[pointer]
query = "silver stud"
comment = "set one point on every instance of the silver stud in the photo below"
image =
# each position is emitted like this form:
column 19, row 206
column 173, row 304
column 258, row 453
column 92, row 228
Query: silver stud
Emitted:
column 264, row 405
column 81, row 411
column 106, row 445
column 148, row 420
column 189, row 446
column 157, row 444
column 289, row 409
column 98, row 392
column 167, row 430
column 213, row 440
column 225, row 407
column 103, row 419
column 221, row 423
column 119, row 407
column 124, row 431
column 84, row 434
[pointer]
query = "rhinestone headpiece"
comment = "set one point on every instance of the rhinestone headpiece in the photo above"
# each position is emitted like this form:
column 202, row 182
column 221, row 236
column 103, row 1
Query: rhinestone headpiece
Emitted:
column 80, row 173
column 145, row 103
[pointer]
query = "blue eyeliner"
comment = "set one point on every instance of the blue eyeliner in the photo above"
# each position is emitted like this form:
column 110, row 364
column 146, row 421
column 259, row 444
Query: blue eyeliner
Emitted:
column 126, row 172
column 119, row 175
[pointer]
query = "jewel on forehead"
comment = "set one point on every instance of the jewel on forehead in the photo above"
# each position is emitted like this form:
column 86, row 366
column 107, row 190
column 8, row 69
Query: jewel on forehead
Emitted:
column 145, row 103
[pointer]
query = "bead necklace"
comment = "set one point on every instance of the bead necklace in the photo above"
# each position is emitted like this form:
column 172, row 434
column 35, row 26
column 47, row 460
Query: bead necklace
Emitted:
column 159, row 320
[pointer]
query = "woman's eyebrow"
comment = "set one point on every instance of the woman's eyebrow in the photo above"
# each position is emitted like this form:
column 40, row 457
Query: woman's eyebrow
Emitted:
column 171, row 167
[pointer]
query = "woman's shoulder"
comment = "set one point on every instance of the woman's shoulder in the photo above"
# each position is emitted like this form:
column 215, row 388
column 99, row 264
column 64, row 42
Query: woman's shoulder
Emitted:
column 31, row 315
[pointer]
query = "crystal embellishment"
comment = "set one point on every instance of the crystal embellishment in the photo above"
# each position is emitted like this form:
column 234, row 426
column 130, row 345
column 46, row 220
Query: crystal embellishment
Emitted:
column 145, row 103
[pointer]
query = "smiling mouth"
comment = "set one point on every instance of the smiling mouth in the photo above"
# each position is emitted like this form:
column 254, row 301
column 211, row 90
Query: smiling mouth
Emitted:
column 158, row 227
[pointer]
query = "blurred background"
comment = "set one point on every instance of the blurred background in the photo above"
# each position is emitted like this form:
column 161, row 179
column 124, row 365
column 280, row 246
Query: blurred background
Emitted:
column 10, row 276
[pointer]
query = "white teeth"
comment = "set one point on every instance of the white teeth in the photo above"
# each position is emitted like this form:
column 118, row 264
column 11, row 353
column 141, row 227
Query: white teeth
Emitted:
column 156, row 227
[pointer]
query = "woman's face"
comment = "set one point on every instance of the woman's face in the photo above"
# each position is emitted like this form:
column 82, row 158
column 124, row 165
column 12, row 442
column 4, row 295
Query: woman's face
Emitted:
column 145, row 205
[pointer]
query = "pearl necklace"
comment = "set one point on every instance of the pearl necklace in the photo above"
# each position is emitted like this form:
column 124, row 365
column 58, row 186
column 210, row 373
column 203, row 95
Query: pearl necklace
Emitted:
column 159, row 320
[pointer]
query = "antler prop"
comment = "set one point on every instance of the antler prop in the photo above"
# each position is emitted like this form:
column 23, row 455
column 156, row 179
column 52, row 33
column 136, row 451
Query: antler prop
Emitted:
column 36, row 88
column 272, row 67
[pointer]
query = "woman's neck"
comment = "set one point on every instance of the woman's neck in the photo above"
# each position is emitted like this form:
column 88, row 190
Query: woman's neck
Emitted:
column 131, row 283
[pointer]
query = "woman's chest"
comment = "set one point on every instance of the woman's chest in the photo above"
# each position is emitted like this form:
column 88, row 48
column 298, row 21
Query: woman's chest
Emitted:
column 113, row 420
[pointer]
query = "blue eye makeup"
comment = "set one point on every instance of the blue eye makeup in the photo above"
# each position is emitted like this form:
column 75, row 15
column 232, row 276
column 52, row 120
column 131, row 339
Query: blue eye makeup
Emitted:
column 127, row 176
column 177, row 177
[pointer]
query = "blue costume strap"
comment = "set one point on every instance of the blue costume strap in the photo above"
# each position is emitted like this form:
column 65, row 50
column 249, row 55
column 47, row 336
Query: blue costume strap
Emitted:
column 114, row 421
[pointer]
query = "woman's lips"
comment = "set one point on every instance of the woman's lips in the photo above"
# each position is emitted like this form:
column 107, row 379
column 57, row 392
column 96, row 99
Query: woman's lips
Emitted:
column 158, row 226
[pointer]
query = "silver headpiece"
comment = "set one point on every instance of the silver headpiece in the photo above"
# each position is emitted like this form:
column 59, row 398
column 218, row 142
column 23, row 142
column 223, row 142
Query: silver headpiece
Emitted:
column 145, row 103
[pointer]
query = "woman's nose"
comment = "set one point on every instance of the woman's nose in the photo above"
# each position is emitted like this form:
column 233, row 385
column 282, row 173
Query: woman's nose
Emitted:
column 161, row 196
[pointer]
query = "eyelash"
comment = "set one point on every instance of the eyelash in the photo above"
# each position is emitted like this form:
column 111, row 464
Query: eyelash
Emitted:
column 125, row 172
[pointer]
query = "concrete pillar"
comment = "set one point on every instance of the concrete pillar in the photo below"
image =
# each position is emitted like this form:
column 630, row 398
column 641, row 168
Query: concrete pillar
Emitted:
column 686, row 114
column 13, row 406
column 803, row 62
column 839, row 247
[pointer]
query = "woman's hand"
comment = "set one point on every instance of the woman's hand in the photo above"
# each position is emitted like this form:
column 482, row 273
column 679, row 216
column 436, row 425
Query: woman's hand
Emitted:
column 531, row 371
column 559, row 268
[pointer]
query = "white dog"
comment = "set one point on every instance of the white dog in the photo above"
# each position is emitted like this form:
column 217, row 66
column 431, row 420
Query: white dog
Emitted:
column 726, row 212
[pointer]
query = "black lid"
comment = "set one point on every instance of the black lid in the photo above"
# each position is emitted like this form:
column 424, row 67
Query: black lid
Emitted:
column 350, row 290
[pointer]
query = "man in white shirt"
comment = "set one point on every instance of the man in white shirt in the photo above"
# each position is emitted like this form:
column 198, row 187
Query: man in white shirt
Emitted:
========================================
Can you reproduce, character for character, the part of the records above that opens with their first line and closes with the line containing "column 289, row 409", with both of those lines included?

[pointer]
query = "silver stud"
comment = "set one point on every instance of the silver stud in the photo below"
image =
# each position is emitted like this form:
column 19, row 206
column 173, row 304
column 258, row 453
column 92, row 228
Query: silver stud
Emitted:
column 264, row 405
column 81, row 411
column 106, row 445
column 148, row 420
column 189, row 446
column 157, row 444
column 289, row 409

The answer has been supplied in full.